BEGIN SUPPLIED RECORDS

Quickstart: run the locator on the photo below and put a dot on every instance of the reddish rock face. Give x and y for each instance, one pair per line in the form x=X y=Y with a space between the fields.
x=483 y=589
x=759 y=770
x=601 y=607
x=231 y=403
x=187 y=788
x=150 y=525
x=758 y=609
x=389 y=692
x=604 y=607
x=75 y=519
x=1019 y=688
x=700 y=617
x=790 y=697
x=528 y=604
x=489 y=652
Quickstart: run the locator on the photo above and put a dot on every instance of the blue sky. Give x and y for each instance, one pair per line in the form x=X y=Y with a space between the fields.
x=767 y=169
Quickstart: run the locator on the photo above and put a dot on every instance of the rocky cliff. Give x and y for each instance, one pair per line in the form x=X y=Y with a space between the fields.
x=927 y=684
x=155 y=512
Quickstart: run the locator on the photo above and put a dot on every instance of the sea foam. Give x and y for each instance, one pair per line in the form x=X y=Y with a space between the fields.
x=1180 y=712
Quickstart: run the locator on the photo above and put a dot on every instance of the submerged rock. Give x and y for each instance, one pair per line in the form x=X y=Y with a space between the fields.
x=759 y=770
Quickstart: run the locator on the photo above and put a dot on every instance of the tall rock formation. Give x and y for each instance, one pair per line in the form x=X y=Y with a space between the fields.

END SUPPLIED RECORDS
BEGIN SUPPLIED RECORDS

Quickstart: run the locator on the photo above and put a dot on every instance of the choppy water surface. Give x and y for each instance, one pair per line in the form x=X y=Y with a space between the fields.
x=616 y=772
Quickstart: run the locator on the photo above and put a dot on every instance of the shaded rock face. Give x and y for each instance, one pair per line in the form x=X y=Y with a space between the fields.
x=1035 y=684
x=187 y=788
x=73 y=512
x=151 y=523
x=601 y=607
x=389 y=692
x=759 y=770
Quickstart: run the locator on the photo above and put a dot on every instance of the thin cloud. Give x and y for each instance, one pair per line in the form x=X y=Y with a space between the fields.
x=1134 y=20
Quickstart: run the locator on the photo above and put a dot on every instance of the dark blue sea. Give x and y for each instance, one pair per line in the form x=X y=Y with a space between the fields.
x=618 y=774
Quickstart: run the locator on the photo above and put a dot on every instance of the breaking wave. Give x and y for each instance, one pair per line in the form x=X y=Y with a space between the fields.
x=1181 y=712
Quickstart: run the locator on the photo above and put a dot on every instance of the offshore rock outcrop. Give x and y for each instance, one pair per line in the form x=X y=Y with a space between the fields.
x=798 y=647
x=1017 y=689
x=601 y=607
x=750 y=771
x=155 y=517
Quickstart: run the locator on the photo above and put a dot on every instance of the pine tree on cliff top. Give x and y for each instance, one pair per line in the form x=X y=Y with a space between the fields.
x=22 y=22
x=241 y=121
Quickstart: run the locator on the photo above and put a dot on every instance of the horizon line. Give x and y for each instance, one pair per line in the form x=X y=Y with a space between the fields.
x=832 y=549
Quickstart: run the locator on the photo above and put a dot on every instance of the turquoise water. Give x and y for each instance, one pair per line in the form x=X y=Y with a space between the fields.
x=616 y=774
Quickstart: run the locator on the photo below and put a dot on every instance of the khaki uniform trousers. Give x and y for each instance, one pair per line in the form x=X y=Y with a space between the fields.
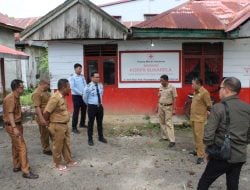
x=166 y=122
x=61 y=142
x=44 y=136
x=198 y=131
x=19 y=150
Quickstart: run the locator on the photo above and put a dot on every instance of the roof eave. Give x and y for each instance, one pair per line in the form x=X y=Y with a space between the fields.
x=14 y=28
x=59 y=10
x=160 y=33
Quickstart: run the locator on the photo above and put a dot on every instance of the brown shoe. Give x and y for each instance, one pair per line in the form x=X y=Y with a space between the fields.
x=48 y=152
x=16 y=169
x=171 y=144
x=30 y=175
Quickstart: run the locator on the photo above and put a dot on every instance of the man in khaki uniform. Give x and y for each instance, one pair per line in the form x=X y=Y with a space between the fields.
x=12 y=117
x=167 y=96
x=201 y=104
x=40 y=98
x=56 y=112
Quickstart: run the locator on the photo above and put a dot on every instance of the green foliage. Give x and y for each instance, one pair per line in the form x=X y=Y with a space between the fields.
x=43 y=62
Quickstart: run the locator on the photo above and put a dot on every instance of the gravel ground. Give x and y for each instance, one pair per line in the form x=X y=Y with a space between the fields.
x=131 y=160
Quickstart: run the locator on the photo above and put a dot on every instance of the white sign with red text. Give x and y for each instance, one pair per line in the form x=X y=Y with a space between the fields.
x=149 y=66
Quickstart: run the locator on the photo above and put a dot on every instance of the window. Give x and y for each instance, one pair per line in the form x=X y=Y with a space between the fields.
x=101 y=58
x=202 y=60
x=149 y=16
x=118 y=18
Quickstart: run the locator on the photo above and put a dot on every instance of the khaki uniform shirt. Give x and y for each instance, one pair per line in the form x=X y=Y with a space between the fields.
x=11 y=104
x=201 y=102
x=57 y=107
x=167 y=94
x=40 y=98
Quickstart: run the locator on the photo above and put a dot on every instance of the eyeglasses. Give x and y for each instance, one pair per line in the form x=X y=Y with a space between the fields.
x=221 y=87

END SUPPLIED RECORDS
BEGIN SUPPLIED RECORDS

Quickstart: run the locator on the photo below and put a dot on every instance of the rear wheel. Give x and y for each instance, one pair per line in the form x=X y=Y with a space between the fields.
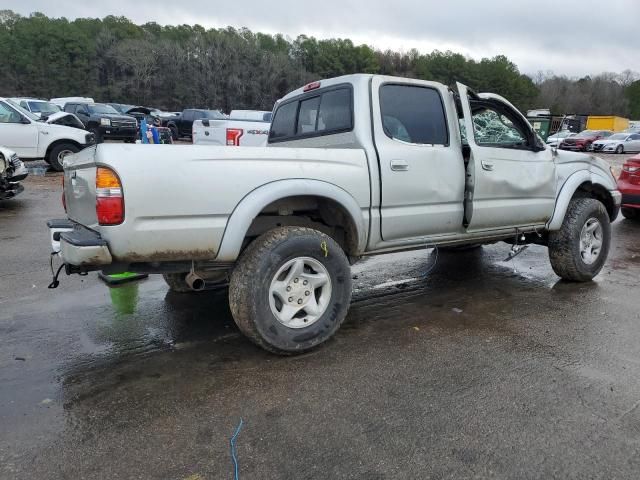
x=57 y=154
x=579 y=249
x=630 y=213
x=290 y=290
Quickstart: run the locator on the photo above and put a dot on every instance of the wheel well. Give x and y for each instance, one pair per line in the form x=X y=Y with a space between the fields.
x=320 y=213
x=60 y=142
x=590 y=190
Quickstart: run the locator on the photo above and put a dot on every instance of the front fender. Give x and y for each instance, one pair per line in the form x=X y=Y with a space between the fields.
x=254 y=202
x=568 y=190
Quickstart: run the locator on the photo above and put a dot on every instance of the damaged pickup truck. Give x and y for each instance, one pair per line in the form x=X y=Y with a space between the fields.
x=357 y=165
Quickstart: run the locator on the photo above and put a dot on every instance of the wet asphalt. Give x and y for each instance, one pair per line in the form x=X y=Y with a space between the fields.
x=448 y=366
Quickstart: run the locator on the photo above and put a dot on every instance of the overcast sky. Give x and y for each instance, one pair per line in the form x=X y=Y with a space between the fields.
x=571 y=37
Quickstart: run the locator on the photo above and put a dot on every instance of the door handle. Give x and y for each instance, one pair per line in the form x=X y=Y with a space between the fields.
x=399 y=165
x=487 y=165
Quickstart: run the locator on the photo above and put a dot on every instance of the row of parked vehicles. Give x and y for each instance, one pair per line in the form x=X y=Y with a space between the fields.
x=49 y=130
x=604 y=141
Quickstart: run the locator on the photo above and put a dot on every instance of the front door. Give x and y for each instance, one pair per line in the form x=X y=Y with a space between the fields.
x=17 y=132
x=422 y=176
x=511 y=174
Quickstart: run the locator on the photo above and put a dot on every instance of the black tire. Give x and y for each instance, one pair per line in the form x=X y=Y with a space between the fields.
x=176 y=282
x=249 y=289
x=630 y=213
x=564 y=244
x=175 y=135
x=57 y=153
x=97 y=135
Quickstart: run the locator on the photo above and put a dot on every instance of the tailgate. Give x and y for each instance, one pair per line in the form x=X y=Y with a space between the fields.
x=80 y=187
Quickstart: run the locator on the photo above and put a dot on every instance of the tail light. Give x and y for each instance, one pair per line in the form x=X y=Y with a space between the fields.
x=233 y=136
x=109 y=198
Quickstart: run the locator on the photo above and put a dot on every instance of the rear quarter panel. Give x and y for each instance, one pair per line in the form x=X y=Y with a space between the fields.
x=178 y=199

END SUPPLIED RECORDS

**EXERCISE:**
Return only the lines between the one holding "of the reddish" and the one holding "of the tall", inclusive, exactly as they appear above.

**WRITTEN ANSWER:**
Quickstart: run the locator on the photo below and put a dot on every instance of the reddish rock face. Give x and y for each instance, one pair per line in the form x=X y=Y with a space between the fields.
x=483 y=589
x=759 y=770
x=601 y=607
x=231 y=403
x=187 y=788
x=150 y=525
x=758 y=609
x=389 y=692
x=604 y=607
x=75 y=519
x=1019 y=688
x=700 y=617
x=790 y=697
x=528 y=604
x=489 y=652
Quickstart: run the locator on the photo above and put a dot on every instance of the blue sky. Give x and y for each instance, one pair per line in the form x=X y=Y with a space between the fields.
x=767 y=169
Quickstart: run the locator on the photo above and put a dot on every instance of the rocky cliff. Give x and y for each instance, one pair per line in the form x=X y=Y with a space between the fields.
x=927 y=684
x=155 y=512
Quickstart: run the locator on the photo above and put a dot on every instance of the sea foam. Give x and y for each instance, one pair per line in the form x=X y=Y with a space between the fields.
x=1180 y=712
Quickstart: run the locator on the photo above and put a dot on every instance of the submerged rock. Give x and y for each instance, one pair per line in the form x=X y=Y with a space between the fields.
x=759 y=770
Quickstart: run the locator on the photo above and put a dot on every instance of the tall rock formation. Give x and y for each instance, one pair per line in the form x=X y=Y with a space between the fields.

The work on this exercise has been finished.